## start TEXT

I am building a multi class text classifier using distilbert. I have approx 96 categories. I am looking for suggestions on how to improve the accuracy
You can train with more data, more or less epochs or a better model.
In addition to what @MattiLinnanvuori mentioned you may also have some your categories overlapping making it more difficult for the model to converge to your expected output.
Yes that is definitely the case. I have reduced the categories as well based on what is not needed anymore and covering 97% of the data still. I have also improved the data quality with the help of the data team. I am down to like 40 classes. improved my accuracy to 60%. Would changing a model from distilbert to something else drastically improve the model? If yes, any suggestions? I am training on user comments to the support team
How big is your training dataset? Consider increasing it if you are working with a specialised topic.
And are you using any metrics during training to see how the model is converging? Is there a difference between how it performs on training data vs. test data? If there is a difference, you can consider sampling your training data differently to make sure it better represents actual data distribution.
Also plot the errors and see if there is a pattern to the classes in these errors. Is the model more wrong for certain classes, is it the same pairs of classes that are confusing the model? Lookup the confusion matrix. That may help you figure out how to further tune your training data.
Another slightly different approach is to consider using something like GitHub - MaartenGr/BERTopic: Leveraging BERT and c-TF-IDF to create easily interpretable topics. to figure out what labels can be automatically discovered. Then see how that auto labelling matches your classification. Is it possible that the training data has misclassified classes?
train dataset - 840K
val dataset - 83K
test dataset - 9K
this is just taking this year’s data. I can definitely increase it.
I am looking at only loss for training dataset rest everything i am calculating on validation. Since my data is highly imbalanced i am using balanced_accuracy_score. Evaluation loss = 0.84 and Train loss = 0.77. Both have the same data distribution. I am doing the error analysis frm confusion matrix only and there is lot of confusion between this pair- user rejected receipts~user education.
By plotting the errors do you mean like with each other to see relationships?
You seem to have enough data.
I meant plotting rather loosely to mean to view the confusion matrix and see if the prediction accuracy is low for certain classes or high for others.
Split the classes you can predict with high accuracy from the ones with low. And then for the classes with low prediction accuracy try to find ways to augment that data to increase their accuracy. For example if the “user education” category is more consistently wrongly predicted, are there additional signals or data cleanup you could apply to the source data? You will also have to preprocess your actual data similarly to use the model.
If prediction quality is low even with this large number a training size, is it possible that some of the classes are overlapping?
By augmenting do you mean creating fake comments similar to those?

## end TEXT

SET TASKS:
1. Rewrite the paragraph of the thread that begins "I am looking at only loss for training dataset" as a short bulleted list that keeps its main facts.
2. For each statement, say whether it agrees with the thread, answering yes or no and quoting the words of the thread that decide it.
(a) The poster brought the number of categories down to about 40.
(b) The training dataset holds 9K examples.
(c) The evaluation loss is lower than the train loss.
3. Duplicate the part of the thread that opens with the words containing "Yes that is" and closes with "a specialised topic.".
The listing is not needed.

## start SUPPLIED MATERIAL

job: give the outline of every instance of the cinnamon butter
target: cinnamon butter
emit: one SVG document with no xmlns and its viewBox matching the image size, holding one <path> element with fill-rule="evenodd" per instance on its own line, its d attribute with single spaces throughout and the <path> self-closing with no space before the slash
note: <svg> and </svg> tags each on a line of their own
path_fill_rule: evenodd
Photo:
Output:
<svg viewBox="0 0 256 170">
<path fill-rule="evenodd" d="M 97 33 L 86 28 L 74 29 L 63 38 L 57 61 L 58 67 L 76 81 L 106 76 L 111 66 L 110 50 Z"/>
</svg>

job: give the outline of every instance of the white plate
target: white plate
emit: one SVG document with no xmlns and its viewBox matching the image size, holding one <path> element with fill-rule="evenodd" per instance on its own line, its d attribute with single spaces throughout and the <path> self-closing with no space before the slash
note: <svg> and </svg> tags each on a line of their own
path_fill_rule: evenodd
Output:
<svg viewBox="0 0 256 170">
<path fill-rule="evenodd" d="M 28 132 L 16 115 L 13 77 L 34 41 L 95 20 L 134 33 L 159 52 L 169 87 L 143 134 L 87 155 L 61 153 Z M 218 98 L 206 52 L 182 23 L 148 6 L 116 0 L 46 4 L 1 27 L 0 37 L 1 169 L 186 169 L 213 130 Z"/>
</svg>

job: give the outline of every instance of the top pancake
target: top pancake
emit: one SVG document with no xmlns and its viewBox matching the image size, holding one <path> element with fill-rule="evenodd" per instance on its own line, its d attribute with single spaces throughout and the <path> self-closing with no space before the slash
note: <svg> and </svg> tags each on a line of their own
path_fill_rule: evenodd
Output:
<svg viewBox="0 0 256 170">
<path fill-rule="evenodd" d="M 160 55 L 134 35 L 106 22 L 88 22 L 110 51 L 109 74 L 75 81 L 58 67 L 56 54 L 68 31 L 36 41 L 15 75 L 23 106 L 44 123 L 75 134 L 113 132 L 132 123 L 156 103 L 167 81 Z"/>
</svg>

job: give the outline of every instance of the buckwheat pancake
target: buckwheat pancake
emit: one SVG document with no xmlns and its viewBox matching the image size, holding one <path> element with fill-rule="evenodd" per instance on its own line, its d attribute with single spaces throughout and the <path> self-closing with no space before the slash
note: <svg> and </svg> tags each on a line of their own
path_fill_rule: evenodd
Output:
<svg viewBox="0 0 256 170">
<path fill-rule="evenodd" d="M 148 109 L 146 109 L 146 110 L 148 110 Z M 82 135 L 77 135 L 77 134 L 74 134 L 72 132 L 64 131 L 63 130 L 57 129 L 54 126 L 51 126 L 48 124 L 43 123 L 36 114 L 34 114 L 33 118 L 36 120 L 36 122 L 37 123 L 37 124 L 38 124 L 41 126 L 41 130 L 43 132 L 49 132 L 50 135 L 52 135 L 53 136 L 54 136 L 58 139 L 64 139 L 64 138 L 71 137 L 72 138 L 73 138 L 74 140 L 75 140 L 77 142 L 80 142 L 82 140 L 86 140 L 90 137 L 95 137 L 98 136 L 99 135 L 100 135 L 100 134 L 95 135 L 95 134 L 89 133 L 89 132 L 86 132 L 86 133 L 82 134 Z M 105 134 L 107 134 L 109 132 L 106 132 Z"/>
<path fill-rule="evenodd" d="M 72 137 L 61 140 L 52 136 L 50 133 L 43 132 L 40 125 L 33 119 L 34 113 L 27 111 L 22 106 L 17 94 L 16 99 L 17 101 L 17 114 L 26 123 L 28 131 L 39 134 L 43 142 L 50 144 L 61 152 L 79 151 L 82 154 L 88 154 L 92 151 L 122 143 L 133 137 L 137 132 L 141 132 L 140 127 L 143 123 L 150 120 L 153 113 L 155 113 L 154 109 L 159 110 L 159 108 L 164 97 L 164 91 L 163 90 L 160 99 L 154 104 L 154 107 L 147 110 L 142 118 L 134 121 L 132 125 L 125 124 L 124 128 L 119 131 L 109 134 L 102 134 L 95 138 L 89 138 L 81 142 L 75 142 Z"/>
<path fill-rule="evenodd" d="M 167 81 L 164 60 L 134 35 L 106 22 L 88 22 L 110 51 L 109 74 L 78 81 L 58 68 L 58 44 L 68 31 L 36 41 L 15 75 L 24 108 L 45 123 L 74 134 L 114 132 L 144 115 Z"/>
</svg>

## end SUPPLIED MATERIAL

THE REPLIES:
1.
- Only loss is tracked on the training dataset; everything else is calculated on validation.
- Because the data is highly imbalanced, balanced_accuracy_score is used.
- Evaluation loss is 0.84 and train loss is 0.77.
- Both sets have the same data distribution.
- Error analysis comes only from the confusion matrix, which shows a lot of confusion between user rejected receipts and user education.

2.
(a) Yes: "I am down to like 40 classes."
(b) No: "train dataset - 840K"
(c) No: "Evaluation loss = 0.84 and Train loss = 0.77."

3.
Yes that is definitely the case. I have reduced the categories as well based on what is not needed anymore and covering 97% of the data still. I have also improved the data quality with the help of the data team. I am down to like 40 classes. improved my accuracy to 60%. Would changing a model from distilbert to something else drastically improve the model? If yes, any suggestions? I am training on user comments to the support team
How big is your training dataset? Consider increasing it if you are working with a specialised topic.